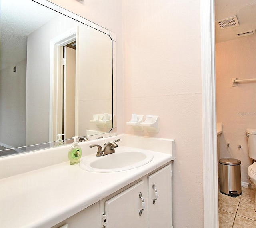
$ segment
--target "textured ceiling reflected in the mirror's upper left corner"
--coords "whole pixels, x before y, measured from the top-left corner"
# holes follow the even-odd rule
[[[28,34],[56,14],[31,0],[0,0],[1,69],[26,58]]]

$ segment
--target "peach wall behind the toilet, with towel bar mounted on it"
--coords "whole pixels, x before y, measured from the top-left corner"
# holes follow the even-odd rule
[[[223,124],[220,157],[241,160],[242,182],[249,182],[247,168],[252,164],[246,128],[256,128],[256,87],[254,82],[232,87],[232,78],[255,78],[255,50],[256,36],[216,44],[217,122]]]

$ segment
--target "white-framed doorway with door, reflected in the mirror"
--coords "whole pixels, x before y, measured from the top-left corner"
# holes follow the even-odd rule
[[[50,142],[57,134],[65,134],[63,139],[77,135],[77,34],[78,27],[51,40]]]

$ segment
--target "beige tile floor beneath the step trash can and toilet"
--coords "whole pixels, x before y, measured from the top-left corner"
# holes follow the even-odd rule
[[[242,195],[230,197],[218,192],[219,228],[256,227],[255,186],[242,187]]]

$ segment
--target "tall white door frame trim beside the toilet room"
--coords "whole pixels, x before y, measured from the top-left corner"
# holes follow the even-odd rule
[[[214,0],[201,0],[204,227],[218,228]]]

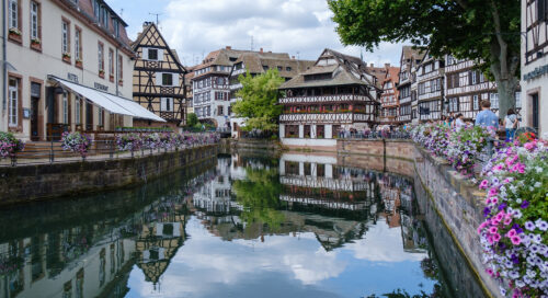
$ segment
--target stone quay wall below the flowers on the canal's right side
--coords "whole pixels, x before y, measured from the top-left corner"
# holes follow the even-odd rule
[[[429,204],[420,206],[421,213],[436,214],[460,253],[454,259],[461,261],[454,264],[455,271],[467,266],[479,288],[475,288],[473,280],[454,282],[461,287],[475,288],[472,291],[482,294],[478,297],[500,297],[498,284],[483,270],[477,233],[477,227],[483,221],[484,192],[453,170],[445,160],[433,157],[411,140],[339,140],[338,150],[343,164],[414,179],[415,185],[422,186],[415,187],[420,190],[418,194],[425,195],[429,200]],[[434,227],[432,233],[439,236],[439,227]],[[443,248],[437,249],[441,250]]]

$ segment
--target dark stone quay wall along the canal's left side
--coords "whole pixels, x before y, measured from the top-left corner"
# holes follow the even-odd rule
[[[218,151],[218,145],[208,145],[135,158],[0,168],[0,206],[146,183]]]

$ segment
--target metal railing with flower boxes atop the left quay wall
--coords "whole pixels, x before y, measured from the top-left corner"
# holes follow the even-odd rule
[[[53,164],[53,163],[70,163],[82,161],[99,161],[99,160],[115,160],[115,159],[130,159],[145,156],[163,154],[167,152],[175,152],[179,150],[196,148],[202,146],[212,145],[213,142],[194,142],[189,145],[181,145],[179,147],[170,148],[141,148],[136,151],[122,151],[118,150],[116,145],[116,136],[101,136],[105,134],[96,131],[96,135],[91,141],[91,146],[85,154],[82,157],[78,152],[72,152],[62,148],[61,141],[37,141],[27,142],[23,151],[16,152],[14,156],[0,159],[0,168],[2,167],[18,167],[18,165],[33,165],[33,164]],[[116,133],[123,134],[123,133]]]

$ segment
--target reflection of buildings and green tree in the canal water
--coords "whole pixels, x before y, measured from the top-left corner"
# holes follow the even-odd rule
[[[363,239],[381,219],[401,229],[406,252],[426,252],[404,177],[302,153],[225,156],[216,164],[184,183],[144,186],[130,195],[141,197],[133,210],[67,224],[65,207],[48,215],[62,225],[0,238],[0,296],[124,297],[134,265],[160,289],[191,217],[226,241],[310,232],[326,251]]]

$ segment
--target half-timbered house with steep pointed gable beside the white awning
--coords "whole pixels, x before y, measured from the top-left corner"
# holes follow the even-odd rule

────────────────

- Aim of the exercise -
Every line above must appear in the answer unchanged, and no picture may appear in it.

- Solution to this exercise -
$ segment
--target "textured ceiling reflected in the mirror's upper left corner"
--coords "whole pixels, x before y, measured from the top-left corner"
# holes follow the even-odd rule
[[[28,34],[56,14],[31,0],[0,0],[1,69],[26,58]]]

$ segment
--target "peach wall behind the toilet, with towel bar mounted on it"
--coords "whole pixels, x before y, measured from the top-left corner"
# holes follow the even-odd rule
[[[223,124],[220,157],[241,160],[242,182],[249,182],[247,168],[252,164],[246,128],[256,128],[256,87],[254,82],[232,87],[232,78],[255,78],[255,50],[256,36],[216,44],[217,122]]]

$ segment
--target "white-framed doorway with door, reflected in the mirror"
--coords "whole pixels, x before y, measured from the top-left corner"
# holes follow the even-odd rule
[[[50,142],[57,134],[65,134],[63,139],[77,135],[77,34],[78,27],[51,40]]]

$ segment
--target "beige tile floor beneath the step trash can and toilet"
--coords "whole pixels, x before y, measured from the top-left corner"
# holes follow the even-odd rule
[[[242,195],[230,197],[218,192],[219,228],[256,227],[255,186],[242,187]]]

$ segment
--target "tall white door frame trim beside the toilet room"
--coords "whole pixels, x before y, measured from the top-left corner"
# holes follow the even-odd rule
[[[214,0],[201,0],[204,227],[218,228]]]

$ segment
--target stone quay wall below the flowers on the canal's right side
--coords "whole pixels, x before y, measured from the top-left corner"
# holes follow the even-odd rule
[[[429,204],[420,206],[421,213],[436,214],[460,253],[454,259],[461,261],[454,264],[455,271],[467,266],[479,288],[475,288],[473,280],[454,282],[461,287],[475,288],[472,291],[482,294],[478,297],[500,297],[498,284],[483,270],[477,233],[477,227],[483,221],[484,192],[453,170],[445,160],[433,157],[411,140],[339,140],[338,150],[343,164],[414,179],[415,185],[422,186],[415,187],[420,190],[418,194],[425,195],[429,200]],[[434,227],[432,233],[439,236],[439,227]],[[443,248],[437,249],[441,250]]]

$ segment
--target dark stone quay wall along the canal's left side
--coords "whole pixels, x before y, measured from the top-left corner"
# holes follow the even-odd rule
[[[218,151],[218,145],[208,145],[135,158],[0,168],[0,206],[146,183]]]

$ segment
--target metal railing with flower boxes atop the left quay wall
--coords "whole pixels, x before y, measured from the top-left corner"
# holes follow the even-odd rule
[[[53,164],[53,163],[70,163],[82,161],[99,161],[99,160],[115,160],[115,159],[130,159],[145,156],[163,154],[167,152],[175,152],[179,150],[196,148],[202,146],[212,145],[213,142],[194,142],[189,145],[181,145],[179,147],[170,148],[141,148],[136,151],[122,151],[118,150],[116,145],[116,136],[101,136],[105,134],[96,131],[96,135],[91,141],[91,146],[85,154],[82,157],[78,152],[72,152],[62,148],[61,141],[37,141],[27,142],[23,151],[16,152],[14,156],[0,159],[0,168],[2,167],[18,167],[18,165],[33,165],[33,164]],[[116,133],[123,134],[123,133]]]

$ segment
--target reflection of buildings and green tree in the canal water
--coords "whole pixels, x before y, measured from the top-left corner"
# holes follow the even-odd rule
[[[363,239],[381,219],[401,229],[406,252],[426,252],[404,177],[302,153],[225,156],[216,164],[184,183],[144,186],[130,195],[141,197],[133,210],[67,224],[65,207],[48,215],[62,225],[0,238],[0,296],[124,297],[134,265],[160,289],[191,217],[226,241],[310,232],[326,251]]]

$ segment
--target half-timbered house with steep pointed gable beside the white awning
--coords "whole pixels, x before y, measured from the top-left corner"
# holes follow the even-odd rule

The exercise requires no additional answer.